▶ _Request A_:
In the notebook code below, what string serves as the unknown token?

▶ _Document passage_:
In [4]:
import numpy as np
import pandas as pd
import torch
import sys
import string
from collections import Counter

In [5]:
vocab = {}

In [6]:
def initializeVocabulary():
    unkToken = '<UNK>'
    vocab['t_2_i'] = {}
    vocab['i_2_t'] = {}
    idx = addToken(unkToken)
    vocab['addUnk'] = True
    vocab['unkToken'] = unkToken
    vocab['unkTokenIdx'] = idx 

In [8]:
def addToken(token):
    if token in vocab['t_2_i']:
        idx = vocab['t_2_i'][token]
    else: 
        idx = len(vocab['t_2_i'])
        vocab['t_2_i'][token] = idx
        vocab['i_2_t'][idx] = token
    return idx

In [9]:
def addManyTokens(tokens):
    idxes = [addToken(token) for token in tokens]
    return idxes

In [11]:
def lookUpToken(token):
    if vocab['unkTokenIdx'] >= 0:
        return vocab['t_2_i'].get(token,vocab['unkTokenIdx'])
    else:
        return vocab['t_2_i'][token]

In [12]:
def lookUpIndex(idx):
    if idx not in vocab['i_2_t']:
        raise KeyError("the index (%d) is not there" % idx)
    return vocab['i_2_t'][idx]

In [14]:
def vocabularyFromDataFrame(df, cutoff = 25):
    initializeVocabulary()

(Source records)
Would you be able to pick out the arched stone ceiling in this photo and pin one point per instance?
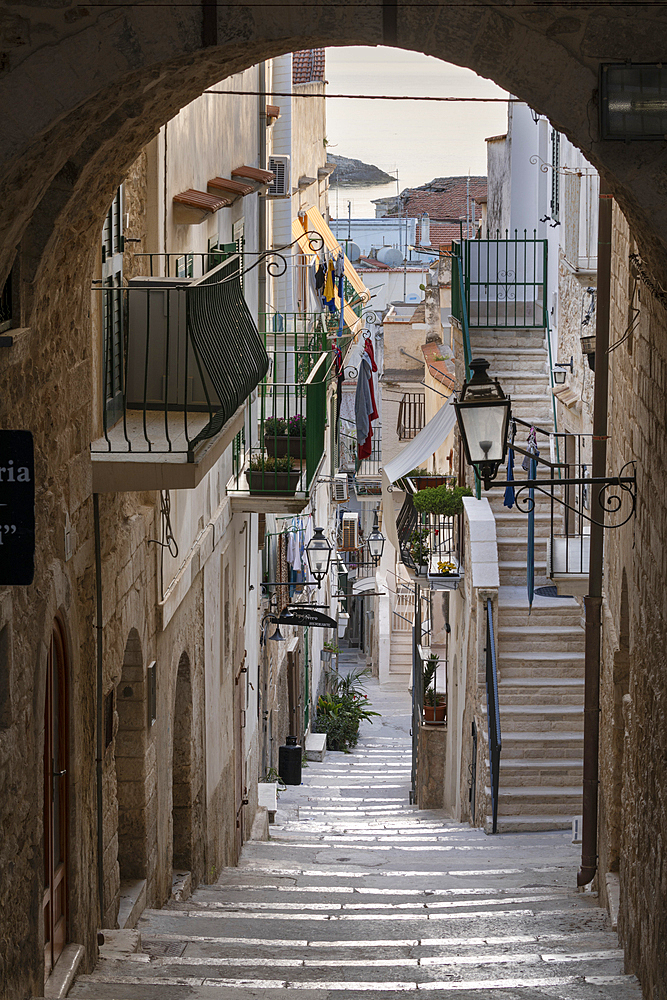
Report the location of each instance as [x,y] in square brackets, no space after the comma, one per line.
[83,88]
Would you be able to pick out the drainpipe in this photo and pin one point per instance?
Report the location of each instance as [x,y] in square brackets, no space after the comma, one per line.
[261,200]
[593,601]
[98,630]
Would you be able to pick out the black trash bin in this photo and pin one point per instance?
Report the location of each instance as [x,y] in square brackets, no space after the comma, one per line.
[289,762]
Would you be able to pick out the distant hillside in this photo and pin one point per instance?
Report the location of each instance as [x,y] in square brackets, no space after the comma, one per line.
[355,173]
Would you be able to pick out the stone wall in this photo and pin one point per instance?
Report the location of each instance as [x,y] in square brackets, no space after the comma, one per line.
[633,744]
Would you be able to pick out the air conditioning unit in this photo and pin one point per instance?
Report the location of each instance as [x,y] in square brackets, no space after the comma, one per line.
[280,185]
[339,488]
[349,532]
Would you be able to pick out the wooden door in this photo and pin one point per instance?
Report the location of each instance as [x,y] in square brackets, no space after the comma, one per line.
[55,801]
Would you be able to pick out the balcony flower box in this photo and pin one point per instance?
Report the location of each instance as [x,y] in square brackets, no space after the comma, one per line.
[285,438]
[272,475]
[284,446]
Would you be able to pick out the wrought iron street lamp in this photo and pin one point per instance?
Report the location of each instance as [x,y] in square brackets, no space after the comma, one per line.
[484,416]
[483,413]
[376,541]
[318,553]
[558,370]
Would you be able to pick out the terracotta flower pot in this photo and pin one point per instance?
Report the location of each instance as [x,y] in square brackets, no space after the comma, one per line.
[435,713]
[273,482]
[282,445]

▶ _Request B_:
Return each line of the records that includes the word "photo".

▶ _Final result A_:
The unknown token is '<UNK>'.

▶ _Final result B_:
Would you be able to pick out the arched stone ceiling in this photo and pin one point per instance?
Would you be able to pick out the drainpipe in this photo and pin one point per instance?
Would you be able to pick out the black trash bin in this photo and pin one point per instance?
Would you be able to pick out the distant hillside in this photo and pin one point per instance?
Would you be able to pick out the stone wall in this photo and pin one point per instance?
Would you be able to pick out the air conditioning unit in this photo and pin one point per instance?
Would you be able to pick out the wooden door in this photo and pin one point per instance?
Would you be able to pick out the balcony flower box in this photo and pin one point per instance?
Would you be able to pick out the wrought iron street lamp in this photo and pin one point per instance?
Would you be able to pick out the terracotta flower pot in this photo and pin one point per instance?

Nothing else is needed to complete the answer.